Short exercise — Rewrite the lines below, replacing each occurrence of "outline" with "trace" and leaving everything else unchanged.

— START OF Records for processing —

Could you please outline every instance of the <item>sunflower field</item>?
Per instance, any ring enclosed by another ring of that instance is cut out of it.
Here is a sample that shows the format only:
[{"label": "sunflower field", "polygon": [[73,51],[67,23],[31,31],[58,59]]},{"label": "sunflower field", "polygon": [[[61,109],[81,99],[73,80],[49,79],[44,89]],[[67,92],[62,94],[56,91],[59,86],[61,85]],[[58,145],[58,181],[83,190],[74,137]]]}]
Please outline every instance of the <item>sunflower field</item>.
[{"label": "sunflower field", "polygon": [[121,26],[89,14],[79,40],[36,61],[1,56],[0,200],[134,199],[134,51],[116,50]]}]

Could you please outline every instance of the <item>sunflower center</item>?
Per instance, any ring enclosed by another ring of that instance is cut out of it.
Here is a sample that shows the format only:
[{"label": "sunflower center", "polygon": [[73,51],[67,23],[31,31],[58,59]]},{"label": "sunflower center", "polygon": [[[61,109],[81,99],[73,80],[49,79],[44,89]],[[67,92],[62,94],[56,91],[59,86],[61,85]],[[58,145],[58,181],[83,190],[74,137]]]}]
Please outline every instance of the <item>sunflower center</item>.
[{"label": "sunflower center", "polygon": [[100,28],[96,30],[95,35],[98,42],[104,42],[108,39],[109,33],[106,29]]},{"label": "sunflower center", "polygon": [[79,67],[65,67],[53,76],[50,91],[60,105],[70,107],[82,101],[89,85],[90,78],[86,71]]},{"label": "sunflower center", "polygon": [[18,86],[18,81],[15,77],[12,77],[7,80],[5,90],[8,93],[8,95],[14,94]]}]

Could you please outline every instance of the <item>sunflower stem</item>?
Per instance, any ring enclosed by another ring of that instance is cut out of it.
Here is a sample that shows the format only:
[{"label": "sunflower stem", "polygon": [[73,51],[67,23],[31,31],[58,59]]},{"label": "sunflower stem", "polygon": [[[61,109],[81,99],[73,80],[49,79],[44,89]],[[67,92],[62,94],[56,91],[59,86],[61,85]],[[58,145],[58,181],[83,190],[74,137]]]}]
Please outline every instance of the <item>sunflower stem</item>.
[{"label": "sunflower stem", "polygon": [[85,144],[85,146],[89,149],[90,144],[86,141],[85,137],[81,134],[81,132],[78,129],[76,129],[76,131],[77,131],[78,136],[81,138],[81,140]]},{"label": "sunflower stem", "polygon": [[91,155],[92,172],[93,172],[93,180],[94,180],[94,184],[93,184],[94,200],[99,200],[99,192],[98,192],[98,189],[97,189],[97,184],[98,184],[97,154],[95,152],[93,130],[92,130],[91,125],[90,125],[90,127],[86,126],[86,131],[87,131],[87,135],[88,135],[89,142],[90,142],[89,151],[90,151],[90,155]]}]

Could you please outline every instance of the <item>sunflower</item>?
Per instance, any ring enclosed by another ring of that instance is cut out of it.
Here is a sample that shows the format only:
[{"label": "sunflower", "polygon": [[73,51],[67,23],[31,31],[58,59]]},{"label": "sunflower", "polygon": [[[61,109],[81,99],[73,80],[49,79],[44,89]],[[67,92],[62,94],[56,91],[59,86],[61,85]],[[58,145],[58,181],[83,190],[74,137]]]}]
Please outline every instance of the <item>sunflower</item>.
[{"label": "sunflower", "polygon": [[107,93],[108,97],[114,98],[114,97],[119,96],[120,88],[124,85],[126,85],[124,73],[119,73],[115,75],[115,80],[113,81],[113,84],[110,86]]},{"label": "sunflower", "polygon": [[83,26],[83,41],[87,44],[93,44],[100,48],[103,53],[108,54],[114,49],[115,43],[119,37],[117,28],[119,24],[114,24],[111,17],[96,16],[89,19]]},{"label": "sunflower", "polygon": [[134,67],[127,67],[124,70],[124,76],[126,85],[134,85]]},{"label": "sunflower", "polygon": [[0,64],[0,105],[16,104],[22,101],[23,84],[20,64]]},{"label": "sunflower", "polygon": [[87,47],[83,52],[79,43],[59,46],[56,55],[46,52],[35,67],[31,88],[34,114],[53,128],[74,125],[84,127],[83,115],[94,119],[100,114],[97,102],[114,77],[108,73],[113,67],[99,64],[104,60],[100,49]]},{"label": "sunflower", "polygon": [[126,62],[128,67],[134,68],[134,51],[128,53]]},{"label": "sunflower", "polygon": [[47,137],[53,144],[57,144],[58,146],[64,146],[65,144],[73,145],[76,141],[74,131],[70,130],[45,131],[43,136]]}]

— END OF Records for processing —

Response to this task —
Could you please trace every instance of the <item>sunflower field</item>?
Per instance, any ring enclosed by another ring of that instance is cut out of it.
Here is a sample that shows the format only:
[{"label": "sunflower field", "polygon": [[73,51],[67,23],[31,31],[58,59]]},{"label": "sunflower field", "polygon": [[[61,109],[81,99],[73,80],[49,79],[44,89]],[[67,92],[62,94],[56,91],[59,86],[61,85]],[[58,145],[58,181],[83,190],[74,137]]]}]
Please trace every instance of the <item>sunflower field</item>.
[{"label": "sunflower field", "polygon": [[121,26],[89,14],[79,40],[36,61],[1,56],[0,200],[134,199],[134,51],[116,50]]}]

Could you please trace every instance of the <item>sunflower center</item>?
Per instance, any ring enclosed by another ring of that instance is cut out of it.
Here is a sample that shows the format only:
[{"label": "sunflower center", "polygon": [[73,51],[67,23],[31,31],[58,59]]},{"label": "sunflower center", "polygon": [[[61,109],[81,99],[73,80],[49,79],[44,89]],[[67,92],[62,94],[56,91],[59,86],[61,85]],[[58,145],[58,181],[83,190],[74,137]]]}]
Please trace every instance of the <item>sunflower center</item>.
[{"label": "sunflower center", "polygon": [[100,28],[96,30],[95,35],[98,42],[104,42],[108,39],[109,33],[106,29]]},{"label": "sunflower center", "polygon": [[79,67],[65,67],[53,76],[50,91],[60,105],[70,107],[82,101],[89,85],[90,78],[86,71]]},{"label": "sunflower center", "polygon": [[18,86],[18,81],[15,77],[12,77],[7,80],[5,90],[8,93],[8,95],[14,94]]}]

Could you please trace every instance of the <item>sunflower stem</item>?
Per instance, any ring enclosed by another ring of that instance is cut out of it.
Here is a sample that shows the format only:
[{"label": "sunflower stem", "polygon": [[73,51],[67,23],[31,31],[58,59]]},{"label": "sunflower stem", "polygon": [[[61,109],[81,99],[73,80],[49,79],[44,89]],[[67,92],[62,94],[56,91],[59,86],[61,85]],[[58,145],[58,181],[83,190],[74,137]]]}]
Please trace every instance of the <item>sunflower stem</item>.
[{"label": "sunflower stem", "polygon": [[85,144],[85,146],[89,149],[90,144],[86,141],[85,137],[81,134],[81,132],[78,129],[76,129],[76,131],[77,131],[78,136],[81,138],[81,140]]},{"label": "sunflower stem", "polygon": [[91,155],[92,172],[93,172],[93,180],[94,180],[94,184],[93,184],[94,200],[99,200],[99,192],[98,192],[98,189],[97,189],[97,184],[98,184],[97,154],[95,152],[93,130],[92,130],[91,125],[90,125],[90,127],[86,126],[86,131],[87,131],[87,135],[88,135],[89,142],[90,142],[89,151],[90,151],[90,155]]}]

Could you please trace every instance of the <item>sunflower</item>?
Per instance, any ring enclosed by another ring of that instance is cut out of it.
Here is a sample that shows the format only:
[{"label": "sunflower", "polygon": [[73,51],[67,23],[31,31],[58,59]]},{"label": "sunflower", "polygon": [[[61,109],[81,99],[73,80],[49,79],[44,89]],[[67,92],[62,94],[56,91],[59,86],[61,85]],[[58,145],[58,181],[83,190],[74,137]]]}]
Please trace every instance of the <item>sunflower</item>.
[{"label": "sunflower", "polygon": [[107,93],[108,97],[114,98],[114,97],[119,96],[120,88],[124,85],[126,85],[124,73],[119,73],[115,75],[115,80],[113,81],[113,84],[110,86]]},{"label": "sunflower", "polygon": [[83,26],[83,41],[87,44],[93,44],[100,48],[103,53],[108,54],[114,49],[115,43],[119,37],[117,28],[119,24],[114,24],[111,17],[96,16],[89,19]]},{"label": "sunflower", "polygon": [[134,67],[127,67],[124,70],[124,76],[126,85],[134,85]]},{"label": "sunflower", "polygon": [[0,64],[0,105],[16,104],[22,101],[23,84],[20,64]]},{"label": "sunflower", "polygon": [[87,47],[83,52],[79,43],[59,46],[56,55],[46,52],[35,67],[31,88],[34,114],[53,128],[74,125],[84,127],[83,115],[94,119],[100,114],[97,102],[114,77],[108,73],[113,67],[99,64],[104,60],[100,49]]},{"label": "sunflower", "polygon": [[126,62],[128,67],[134,68],[134,51],[128,53]]},{"label": "sunflower", "polygon": [[47,137],[53,144],[57,144],[58,146],[64,146],[65,144],[73,145],[76,141],[74,131],[70,130],[45,131],[43,136]]}]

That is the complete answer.